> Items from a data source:
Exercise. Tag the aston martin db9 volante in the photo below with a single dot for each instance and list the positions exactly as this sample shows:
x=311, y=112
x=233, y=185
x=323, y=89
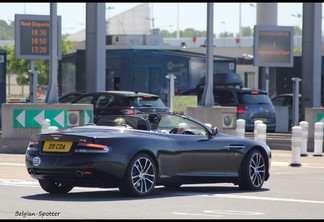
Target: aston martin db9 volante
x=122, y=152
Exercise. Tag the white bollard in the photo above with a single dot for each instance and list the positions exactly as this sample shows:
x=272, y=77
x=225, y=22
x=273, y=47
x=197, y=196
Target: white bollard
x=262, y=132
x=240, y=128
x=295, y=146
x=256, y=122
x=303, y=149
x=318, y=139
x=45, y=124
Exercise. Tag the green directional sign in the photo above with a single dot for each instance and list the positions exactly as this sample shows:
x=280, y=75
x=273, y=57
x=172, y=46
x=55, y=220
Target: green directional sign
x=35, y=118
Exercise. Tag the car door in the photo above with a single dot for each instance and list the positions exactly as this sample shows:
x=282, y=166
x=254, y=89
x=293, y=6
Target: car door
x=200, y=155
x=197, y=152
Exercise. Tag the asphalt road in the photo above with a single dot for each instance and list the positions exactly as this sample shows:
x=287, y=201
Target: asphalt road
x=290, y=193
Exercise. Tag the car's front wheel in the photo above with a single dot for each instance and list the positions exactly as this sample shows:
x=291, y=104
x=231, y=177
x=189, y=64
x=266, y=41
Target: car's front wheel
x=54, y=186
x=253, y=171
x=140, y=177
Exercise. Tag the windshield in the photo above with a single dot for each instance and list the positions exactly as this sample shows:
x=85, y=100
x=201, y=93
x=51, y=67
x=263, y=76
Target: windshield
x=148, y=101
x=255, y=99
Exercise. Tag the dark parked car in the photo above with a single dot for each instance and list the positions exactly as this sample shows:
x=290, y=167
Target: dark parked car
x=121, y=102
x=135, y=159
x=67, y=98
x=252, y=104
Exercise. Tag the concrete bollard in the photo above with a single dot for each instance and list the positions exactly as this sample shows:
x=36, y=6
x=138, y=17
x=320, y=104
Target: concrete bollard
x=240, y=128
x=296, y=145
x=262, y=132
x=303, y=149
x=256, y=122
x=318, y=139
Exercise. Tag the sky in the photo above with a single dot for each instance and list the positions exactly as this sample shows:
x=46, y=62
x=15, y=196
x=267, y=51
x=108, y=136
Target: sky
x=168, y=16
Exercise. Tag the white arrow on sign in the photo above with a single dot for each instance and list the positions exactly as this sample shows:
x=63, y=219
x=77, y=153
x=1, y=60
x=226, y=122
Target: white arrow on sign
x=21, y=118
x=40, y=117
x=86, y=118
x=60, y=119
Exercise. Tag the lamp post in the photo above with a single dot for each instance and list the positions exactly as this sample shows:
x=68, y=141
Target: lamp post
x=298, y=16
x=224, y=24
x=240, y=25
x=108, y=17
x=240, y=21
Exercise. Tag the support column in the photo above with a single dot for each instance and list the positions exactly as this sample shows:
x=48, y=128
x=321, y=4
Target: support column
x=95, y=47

---

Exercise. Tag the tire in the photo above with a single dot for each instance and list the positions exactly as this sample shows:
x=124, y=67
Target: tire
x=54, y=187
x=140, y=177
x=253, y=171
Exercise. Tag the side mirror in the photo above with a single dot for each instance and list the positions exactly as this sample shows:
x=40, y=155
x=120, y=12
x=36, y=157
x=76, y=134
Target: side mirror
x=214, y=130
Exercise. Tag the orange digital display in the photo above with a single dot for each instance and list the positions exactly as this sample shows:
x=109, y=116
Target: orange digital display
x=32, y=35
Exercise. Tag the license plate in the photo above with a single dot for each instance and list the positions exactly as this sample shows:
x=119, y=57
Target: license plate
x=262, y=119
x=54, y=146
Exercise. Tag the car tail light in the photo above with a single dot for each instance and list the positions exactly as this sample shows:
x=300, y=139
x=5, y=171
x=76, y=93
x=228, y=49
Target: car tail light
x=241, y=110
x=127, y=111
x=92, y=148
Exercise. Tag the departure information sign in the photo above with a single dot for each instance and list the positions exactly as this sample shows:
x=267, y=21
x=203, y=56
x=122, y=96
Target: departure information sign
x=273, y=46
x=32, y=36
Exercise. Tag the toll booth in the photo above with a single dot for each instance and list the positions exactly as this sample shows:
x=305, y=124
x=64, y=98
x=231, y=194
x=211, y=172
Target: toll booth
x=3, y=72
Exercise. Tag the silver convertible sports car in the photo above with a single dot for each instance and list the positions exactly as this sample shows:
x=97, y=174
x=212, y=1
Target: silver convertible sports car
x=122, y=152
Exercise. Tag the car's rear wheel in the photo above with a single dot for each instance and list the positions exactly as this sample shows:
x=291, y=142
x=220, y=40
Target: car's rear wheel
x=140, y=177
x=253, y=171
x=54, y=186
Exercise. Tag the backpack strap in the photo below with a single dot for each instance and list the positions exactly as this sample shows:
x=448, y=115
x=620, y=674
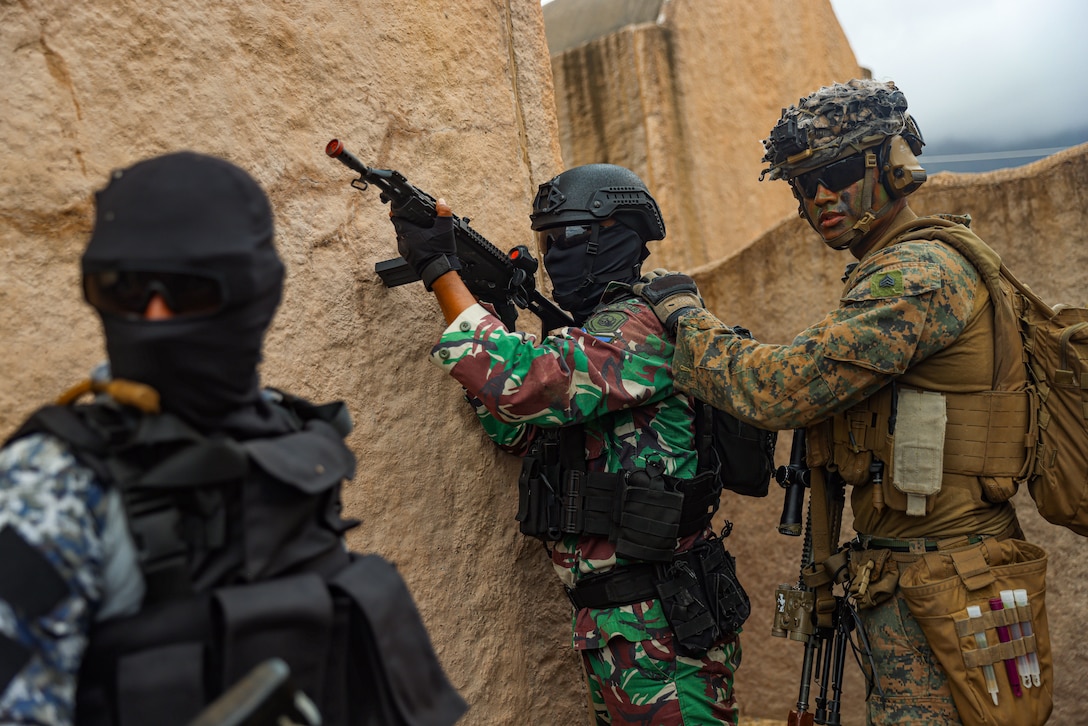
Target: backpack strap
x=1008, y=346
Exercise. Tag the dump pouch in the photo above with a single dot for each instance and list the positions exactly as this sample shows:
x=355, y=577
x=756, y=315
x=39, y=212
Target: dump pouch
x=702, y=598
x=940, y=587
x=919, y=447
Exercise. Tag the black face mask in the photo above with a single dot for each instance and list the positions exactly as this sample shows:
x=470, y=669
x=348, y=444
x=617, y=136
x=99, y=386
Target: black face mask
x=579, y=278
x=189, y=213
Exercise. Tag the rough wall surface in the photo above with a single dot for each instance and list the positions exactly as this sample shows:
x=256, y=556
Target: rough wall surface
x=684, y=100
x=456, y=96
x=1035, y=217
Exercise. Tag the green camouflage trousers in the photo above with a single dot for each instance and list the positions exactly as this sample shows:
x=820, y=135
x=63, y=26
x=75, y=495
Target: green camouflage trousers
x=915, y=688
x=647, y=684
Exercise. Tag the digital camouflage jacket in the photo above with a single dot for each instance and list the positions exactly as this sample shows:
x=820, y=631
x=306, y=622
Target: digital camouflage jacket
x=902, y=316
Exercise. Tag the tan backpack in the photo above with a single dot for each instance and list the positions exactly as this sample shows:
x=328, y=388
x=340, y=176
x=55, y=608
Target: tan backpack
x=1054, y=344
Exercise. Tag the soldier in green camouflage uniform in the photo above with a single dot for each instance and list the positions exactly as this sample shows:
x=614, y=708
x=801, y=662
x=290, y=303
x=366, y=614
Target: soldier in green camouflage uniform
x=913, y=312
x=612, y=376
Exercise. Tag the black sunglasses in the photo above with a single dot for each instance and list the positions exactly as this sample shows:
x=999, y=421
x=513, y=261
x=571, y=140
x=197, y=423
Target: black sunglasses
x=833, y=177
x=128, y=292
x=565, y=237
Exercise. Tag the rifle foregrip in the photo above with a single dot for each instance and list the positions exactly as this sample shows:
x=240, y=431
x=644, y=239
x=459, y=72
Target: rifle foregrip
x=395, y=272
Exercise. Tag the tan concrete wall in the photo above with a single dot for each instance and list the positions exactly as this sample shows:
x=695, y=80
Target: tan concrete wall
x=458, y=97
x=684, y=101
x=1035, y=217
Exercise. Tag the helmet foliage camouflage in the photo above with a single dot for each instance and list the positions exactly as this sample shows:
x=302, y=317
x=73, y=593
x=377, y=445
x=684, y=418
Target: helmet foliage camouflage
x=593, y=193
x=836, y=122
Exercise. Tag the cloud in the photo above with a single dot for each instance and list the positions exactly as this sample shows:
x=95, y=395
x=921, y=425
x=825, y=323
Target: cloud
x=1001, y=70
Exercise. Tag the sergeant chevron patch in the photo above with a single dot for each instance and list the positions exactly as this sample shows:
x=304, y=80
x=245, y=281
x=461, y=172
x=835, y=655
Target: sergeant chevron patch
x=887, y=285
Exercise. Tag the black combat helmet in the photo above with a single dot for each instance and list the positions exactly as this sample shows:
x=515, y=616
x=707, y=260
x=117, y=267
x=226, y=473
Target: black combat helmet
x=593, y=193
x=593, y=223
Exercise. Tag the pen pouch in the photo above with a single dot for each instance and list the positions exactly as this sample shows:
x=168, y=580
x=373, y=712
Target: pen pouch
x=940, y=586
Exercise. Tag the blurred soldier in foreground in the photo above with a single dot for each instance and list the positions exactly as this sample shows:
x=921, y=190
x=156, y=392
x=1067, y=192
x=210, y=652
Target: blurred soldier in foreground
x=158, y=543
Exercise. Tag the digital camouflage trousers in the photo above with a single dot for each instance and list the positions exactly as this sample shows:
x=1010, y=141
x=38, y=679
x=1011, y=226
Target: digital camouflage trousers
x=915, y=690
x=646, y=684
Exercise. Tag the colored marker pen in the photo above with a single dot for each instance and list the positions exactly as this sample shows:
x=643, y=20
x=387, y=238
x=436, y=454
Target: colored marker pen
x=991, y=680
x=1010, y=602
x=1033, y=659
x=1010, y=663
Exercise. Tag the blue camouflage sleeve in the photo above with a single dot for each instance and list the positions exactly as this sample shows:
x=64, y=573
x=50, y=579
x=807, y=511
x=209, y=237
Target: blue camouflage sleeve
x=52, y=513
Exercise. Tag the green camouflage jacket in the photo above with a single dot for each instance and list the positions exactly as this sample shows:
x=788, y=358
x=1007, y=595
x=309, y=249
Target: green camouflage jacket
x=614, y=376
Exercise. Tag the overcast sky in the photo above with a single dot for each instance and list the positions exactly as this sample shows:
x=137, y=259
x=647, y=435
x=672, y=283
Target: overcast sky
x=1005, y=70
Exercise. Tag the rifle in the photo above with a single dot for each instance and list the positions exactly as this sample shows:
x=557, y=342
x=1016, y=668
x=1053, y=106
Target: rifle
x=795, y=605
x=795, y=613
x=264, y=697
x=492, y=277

> TASK TO COMPLETE: Output the lines of the data above as a JSON list of strings, one string per line with blank lines skipped, covering only the stretch from the line containing "Exercise. Tag the dark" through the line containing "x=252, y=104", both included.

> OUTPUT OF THE TASK:
[
  "Exercise. Tag the dark parked car in the photo above with a single dot for each instance and list the positions exactly as this sample shows:",
  "x=290, y=167",
  "Target: dark parked car",
  "x=121, y=102",
  "x=135, y=159",
  "x=67, y=98",
  "x=252, y=104"
]